SELECTED EXTRACT |
------

Georgina is a beneficiary of a US trust fund.  She declares the income each year on her UK tax return.  In 2012/13 the trustee accidentally transposed one of the figures so she under-declared the income by £2,500.  Do you think that Georgina should go to jail?

Harriett is a partner in an overseas investment partnership.  She received a distribution in 2012/13 which the partnership told her was a capital gain.  She declared it as a capital gain on her tax return.  While it is a gain under US rules, it is income under UK rules.  Do you think that Harriett should go to jail?

Jennie stays in her holiday home in Florida for a couple of months each year.  She has a bank deposit account in Florida as she wants to keep funds there to meet her US expenses.  She declares the interest on her UK tax return.  She somehow overlooked the account when doing her 2012/13 return even though she declared it in both 2011/12 and 2013/14.  Do you think that Jennie should go to jail?

George Osborne thinks that they should all go to jail!  I assume that David Cameron and Nick Clegg think so too, as I can’t imagine that they have given George freedom to imprison whoever he likes without consulting them first.

So why does Nick Clegg want to send Marie, Sarah, Chrissie, Denise, Fiona, Georgina and Jennie to jail?  I don’t know.  I think it an extraordinary thing to do!  I do know why George Osborne wants to send them to jail, but do not have the faintest idea why Nick and Dave would have countenanced his scheme for one minute.

------

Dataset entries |

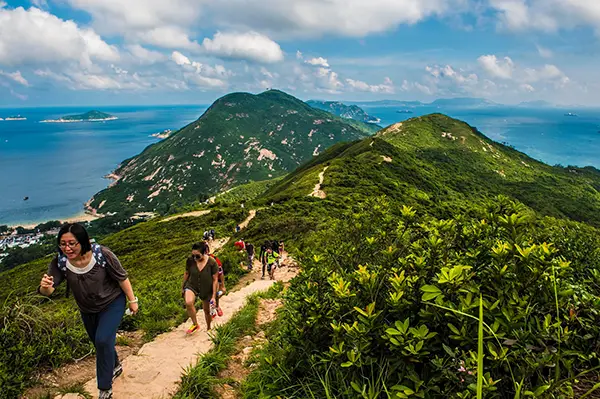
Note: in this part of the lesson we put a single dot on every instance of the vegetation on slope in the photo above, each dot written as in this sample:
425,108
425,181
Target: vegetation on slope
240,138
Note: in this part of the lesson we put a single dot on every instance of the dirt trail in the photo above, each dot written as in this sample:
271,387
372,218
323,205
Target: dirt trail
155,371
317,192
185,215
245,223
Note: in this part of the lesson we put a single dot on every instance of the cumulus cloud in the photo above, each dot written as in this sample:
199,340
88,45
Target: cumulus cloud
319,61
502,69
251,46
16,77
144,56
200,74
387,87
34,36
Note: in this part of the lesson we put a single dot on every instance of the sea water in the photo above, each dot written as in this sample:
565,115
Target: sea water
60,166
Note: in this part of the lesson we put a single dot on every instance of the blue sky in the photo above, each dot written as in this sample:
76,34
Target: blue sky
96,52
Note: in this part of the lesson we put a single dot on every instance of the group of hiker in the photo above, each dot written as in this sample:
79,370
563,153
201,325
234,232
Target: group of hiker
102,290
270,255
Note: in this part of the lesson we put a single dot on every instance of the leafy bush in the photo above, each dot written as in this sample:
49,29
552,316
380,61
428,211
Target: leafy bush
389,307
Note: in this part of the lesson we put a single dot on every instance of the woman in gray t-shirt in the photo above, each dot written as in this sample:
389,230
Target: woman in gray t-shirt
100,287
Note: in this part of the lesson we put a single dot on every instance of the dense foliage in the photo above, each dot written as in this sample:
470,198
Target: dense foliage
240,138
387,306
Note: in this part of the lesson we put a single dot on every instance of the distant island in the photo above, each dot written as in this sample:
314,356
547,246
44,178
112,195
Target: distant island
165,134
91,116
345,111
15,118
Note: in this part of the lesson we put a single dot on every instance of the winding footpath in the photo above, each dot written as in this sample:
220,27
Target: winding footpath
155,371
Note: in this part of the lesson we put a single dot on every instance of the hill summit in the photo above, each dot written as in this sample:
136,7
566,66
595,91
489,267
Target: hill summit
242,137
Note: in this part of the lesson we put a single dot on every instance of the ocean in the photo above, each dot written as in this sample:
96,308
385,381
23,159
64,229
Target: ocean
59,166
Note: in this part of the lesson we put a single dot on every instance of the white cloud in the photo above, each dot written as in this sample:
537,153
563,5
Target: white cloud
251,46
180,59
320,61
16,77
144,56
527,88
544,52
502,69
34,36
387,87
355,18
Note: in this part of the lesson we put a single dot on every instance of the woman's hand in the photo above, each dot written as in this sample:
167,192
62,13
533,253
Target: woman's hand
133,306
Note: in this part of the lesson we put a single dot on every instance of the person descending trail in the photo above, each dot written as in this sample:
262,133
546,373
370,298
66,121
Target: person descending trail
222,290
100,287
281,249
200,280
272,262
263,258
250,251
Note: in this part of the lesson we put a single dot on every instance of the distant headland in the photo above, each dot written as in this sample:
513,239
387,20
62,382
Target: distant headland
91,116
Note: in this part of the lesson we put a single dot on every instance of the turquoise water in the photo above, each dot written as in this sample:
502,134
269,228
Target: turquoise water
60,166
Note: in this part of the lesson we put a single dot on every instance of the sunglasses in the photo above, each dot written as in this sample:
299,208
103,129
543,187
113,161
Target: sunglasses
71,244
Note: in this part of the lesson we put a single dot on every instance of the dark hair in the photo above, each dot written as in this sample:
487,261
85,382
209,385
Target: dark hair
80,234
201,246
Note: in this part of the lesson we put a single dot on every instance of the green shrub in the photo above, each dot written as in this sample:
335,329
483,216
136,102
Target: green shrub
388,307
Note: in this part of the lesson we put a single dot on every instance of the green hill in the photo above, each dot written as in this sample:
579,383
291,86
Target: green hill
443,163
343,110
422,230
240,138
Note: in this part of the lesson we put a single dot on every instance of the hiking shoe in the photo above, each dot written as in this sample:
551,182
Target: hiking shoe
102,394
117,371
192,329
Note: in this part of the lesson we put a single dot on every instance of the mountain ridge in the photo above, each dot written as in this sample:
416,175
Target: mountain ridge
241,137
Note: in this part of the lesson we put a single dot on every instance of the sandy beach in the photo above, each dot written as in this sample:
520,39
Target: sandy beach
81,217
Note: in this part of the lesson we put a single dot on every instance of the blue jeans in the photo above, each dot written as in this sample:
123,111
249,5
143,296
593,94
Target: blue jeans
102,329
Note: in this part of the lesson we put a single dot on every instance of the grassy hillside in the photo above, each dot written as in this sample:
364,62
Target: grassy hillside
240,138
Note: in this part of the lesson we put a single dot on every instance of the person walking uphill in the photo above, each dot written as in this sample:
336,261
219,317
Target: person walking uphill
100,287
200,280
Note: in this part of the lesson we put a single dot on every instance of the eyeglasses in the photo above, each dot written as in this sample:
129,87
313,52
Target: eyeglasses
71,244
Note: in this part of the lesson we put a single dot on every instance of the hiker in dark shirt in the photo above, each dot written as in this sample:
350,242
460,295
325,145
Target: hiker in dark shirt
200,280
101,289
263,256
250,251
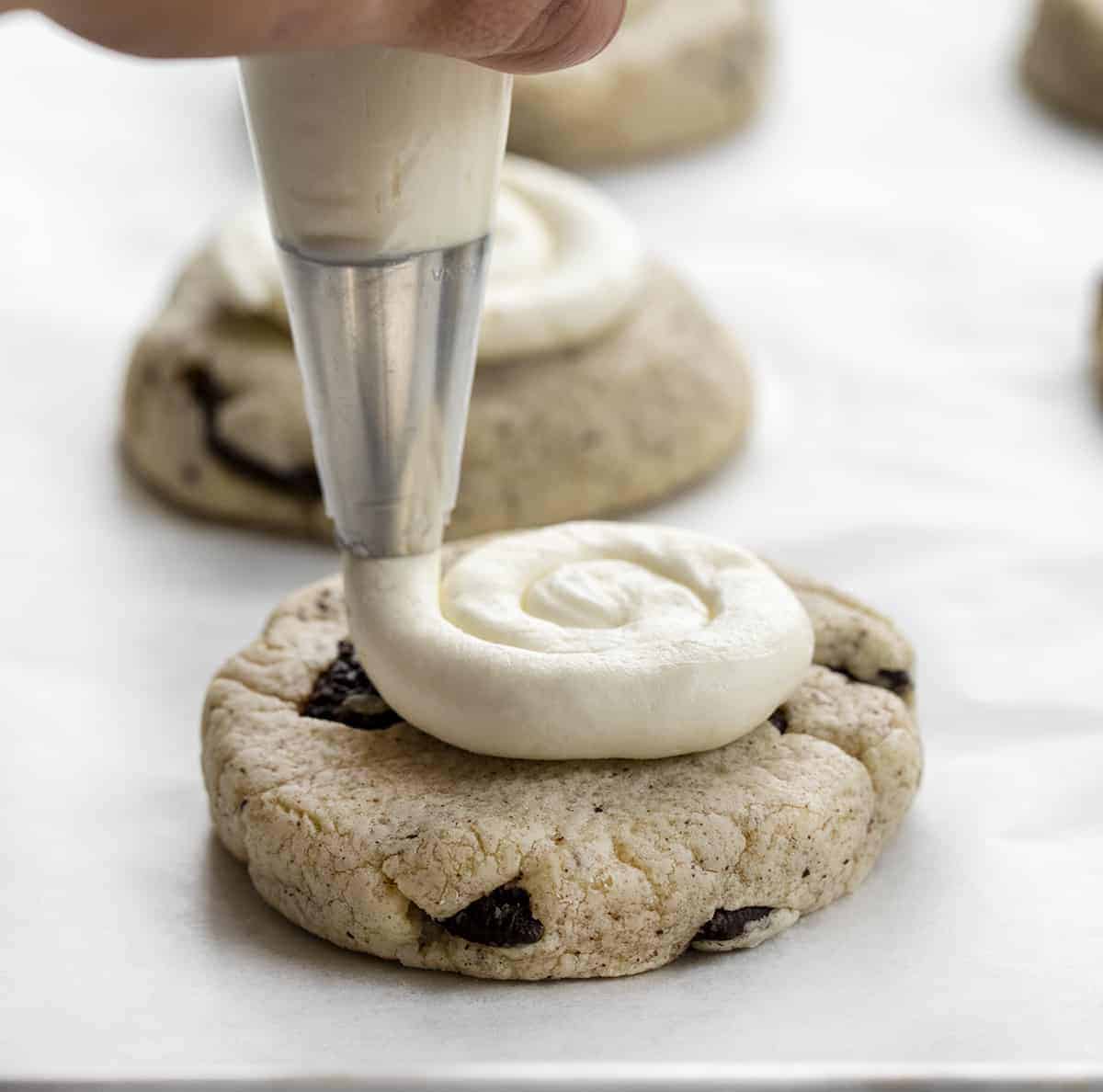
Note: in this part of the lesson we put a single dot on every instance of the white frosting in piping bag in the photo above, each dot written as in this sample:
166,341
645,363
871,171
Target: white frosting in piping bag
582,641
370,152
566,266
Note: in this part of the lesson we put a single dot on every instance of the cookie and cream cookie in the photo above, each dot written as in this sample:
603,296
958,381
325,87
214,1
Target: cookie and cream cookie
679,73
381,838
602,383
1063,63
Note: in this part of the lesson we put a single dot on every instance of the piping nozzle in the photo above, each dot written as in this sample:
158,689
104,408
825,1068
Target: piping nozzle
387,353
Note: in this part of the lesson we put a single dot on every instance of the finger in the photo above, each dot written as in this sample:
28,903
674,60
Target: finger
533,36
517,36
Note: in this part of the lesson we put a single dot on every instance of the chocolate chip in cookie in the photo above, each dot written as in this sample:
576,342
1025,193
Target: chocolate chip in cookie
298,481
502,919
728,925
345,694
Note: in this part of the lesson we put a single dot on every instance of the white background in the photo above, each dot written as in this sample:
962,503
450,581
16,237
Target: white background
907,247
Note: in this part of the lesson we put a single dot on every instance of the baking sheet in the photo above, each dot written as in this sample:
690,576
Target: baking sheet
907,247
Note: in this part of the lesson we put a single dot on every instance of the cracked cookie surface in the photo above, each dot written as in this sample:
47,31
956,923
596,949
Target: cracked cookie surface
214,416
678,74
392,843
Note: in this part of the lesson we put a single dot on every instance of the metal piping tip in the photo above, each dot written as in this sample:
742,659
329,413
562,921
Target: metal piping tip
387,354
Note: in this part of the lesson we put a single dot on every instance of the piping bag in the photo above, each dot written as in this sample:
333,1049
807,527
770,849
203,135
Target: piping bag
381,172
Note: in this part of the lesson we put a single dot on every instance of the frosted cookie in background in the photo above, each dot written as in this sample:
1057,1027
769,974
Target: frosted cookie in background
602,385
1063,63
381,838
678,74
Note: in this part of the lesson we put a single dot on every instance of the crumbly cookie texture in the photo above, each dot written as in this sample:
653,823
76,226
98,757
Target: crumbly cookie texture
380,838
214,417
1063,63
681,73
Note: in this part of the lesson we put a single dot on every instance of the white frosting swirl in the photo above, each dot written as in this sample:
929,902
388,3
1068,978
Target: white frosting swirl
582,641
566,266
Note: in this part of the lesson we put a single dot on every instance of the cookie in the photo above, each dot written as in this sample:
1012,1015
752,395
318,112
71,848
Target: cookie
1063,63
214,419
381,839
678,74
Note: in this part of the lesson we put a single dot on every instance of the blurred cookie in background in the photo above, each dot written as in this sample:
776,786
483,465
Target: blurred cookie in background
679,73
602,385
1063,63
1097,343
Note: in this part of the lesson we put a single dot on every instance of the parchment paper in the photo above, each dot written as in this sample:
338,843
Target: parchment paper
907,247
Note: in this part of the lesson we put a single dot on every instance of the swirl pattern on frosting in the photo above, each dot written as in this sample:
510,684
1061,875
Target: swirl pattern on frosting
567,265
582,641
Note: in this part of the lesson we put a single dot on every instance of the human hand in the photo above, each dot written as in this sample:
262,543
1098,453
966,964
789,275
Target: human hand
514,36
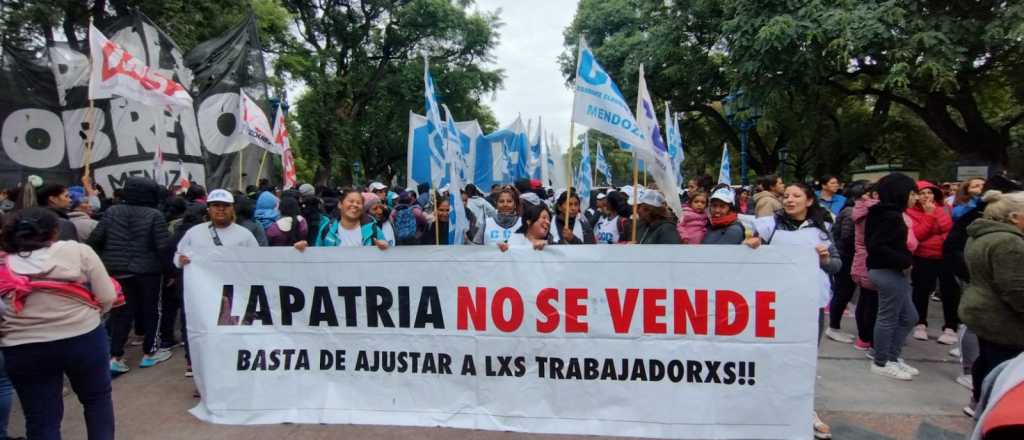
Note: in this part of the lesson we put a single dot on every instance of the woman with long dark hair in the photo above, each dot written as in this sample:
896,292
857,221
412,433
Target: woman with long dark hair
55,293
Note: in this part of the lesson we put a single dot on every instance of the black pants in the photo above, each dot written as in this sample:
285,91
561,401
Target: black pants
843,289
141,296
38,370
170,307
926,272
990,355
866,313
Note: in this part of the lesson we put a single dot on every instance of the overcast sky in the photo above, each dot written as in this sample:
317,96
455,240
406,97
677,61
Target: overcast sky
529,45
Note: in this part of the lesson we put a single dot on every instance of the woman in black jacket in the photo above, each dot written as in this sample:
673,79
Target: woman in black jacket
888,261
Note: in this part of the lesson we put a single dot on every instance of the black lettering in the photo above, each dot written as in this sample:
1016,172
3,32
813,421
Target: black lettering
292,301
429,310
323,308
378,302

------

THINGS TO DO |
A – List every tax year mentioned in the passage on taxpayers' errors, written in the form the passage uses.
B – Reproduce the part of the passage on taxpayers' errors between "George Osborne thinks" and "for one minute.", inclusive, with the wording unchanged.

RESPONSE LIST |
A – 2012/13, 2011/12, 2013/14

B –
George Osborne thinks that they should all go to jail!  I assume that David Cameron and Nick Clegg think so too, as I can’t imagine that they have given George freedom to imprison whoever he likes without consulting them first.

So why does Nick Clegg want to send Marie, Sarah, Chrissie, Denise, Fiona, Georgina and Jennie to jail?  I don’t know.  I think it an extraordinary thing to do!  I do know why George Osborne wants to send them to jail, but do not have the faintest idea why Nick and Dave would have countenanced his scheme for one minute.